### [TASK INPUT]
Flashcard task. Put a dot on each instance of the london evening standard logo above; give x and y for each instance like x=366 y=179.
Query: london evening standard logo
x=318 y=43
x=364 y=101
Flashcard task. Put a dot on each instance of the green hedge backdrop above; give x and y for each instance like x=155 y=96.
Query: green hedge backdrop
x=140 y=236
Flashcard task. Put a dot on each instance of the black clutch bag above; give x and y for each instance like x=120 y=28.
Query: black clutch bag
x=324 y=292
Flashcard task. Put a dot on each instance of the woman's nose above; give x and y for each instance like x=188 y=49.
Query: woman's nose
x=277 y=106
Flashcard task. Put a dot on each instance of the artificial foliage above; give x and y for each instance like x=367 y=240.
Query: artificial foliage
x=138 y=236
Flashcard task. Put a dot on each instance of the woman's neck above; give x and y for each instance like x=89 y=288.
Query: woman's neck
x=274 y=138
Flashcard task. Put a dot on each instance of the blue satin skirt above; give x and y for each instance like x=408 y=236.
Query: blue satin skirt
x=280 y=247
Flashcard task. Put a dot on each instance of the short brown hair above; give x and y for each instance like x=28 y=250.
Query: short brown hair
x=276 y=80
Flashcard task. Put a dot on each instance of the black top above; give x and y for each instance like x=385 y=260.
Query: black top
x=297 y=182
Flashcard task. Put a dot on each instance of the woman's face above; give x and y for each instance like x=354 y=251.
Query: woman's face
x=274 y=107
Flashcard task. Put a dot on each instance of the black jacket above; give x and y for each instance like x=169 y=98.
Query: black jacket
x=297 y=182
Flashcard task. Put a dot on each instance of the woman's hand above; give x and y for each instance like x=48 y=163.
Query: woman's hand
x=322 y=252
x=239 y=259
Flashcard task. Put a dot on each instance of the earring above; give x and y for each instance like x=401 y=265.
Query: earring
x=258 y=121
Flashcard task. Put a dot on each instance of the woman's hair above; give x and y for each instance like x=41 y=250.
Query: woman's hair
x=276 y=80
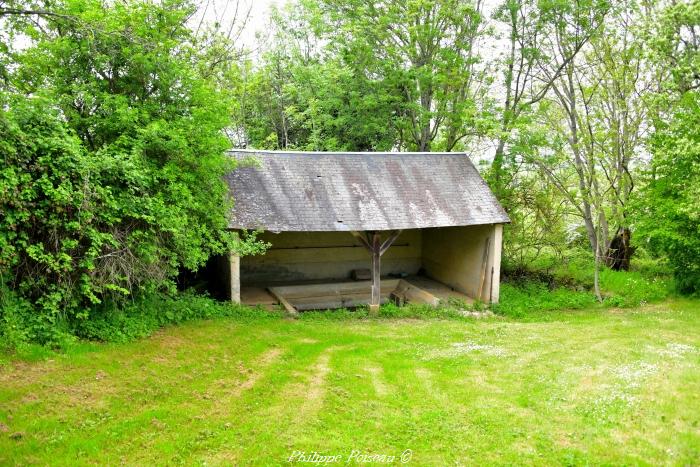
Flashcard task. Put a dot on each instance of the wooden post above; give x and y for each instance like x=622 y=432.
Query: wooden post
x=234 y=262
x=373 y=243
x=376 y=273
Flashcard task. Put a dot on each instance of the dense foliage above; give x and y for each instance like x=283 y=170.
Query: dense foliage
x=114 y=120
x=113 y=157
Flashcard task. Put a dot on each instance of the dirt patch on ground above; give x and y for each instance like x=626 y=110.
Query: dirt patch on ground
x=254 y=374
x=316 y=388
x=377 y=377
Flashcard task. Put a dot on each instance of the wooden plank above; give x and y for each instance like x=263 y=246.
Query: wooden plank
x=283 y=301
x=389 y=241
x=407 y=292
x=346 y=301
x=376 y=273
x=292 y=292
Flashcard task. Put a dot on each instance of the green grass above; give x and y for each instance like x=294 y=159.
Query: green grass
x=592 y=386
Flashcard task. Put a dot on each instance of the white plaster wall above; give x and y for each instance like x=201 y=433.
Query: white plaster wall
x=454 y=256
x=298 y=256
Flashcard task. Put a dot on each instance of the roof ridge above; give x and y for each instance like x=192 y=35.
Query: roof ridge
x=342 y=153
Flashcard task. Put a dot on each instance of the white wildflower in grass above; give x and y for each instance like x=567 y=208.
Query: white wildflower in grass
x=675 y=350
x=634 y=374
x=463 y=348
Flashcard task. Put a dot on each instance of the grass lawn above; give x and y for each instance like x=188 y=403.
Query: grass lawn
x=580 y=387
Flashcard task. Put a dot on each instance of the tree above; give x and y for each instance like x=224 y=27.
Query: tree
x=424 y=52
x=135 y=192
x=669 y=203
x=299 y=97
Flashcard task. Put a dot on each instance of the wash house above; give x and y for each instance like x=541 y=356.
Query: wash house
x=348 y=229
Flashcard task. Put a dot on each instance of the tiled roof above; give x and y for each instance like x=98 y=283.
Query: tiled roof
x=324 y=191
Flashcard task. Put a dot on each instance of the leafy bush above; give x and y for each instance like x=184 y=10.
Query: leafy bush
x=518 y=301
x=670 y=203
x=113 y=160
x=145 y=315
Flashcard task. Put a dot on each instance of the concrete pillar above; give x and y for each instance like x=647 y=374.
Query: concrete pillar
x=234 y=262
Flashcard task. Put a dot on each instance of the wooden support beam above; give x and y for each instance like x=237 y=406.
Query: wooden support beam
x=373 y=242
x=484 y=267
x=376 y=273
x=406 y=292
x=362 y=239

### [WHAT IS ASKED]
Reproduce the entries unchanged, starting at their first line and ending with the line that contains "x=140 y=236", both ends included.

### [TASK OUTPUT]
Flashcard task. Put a dot on each instance of the london evening standard logo above; give x and y for each instance like x=366 y=179.
Query: london evening standard logo
x=318 y=43
x=364 y=101
Flashcard task. Put a dot on each instance of the green hedge backdrop above; give x and y for each instance like x=155 y=96.
Query: green hedge backdrop
x=140 y=236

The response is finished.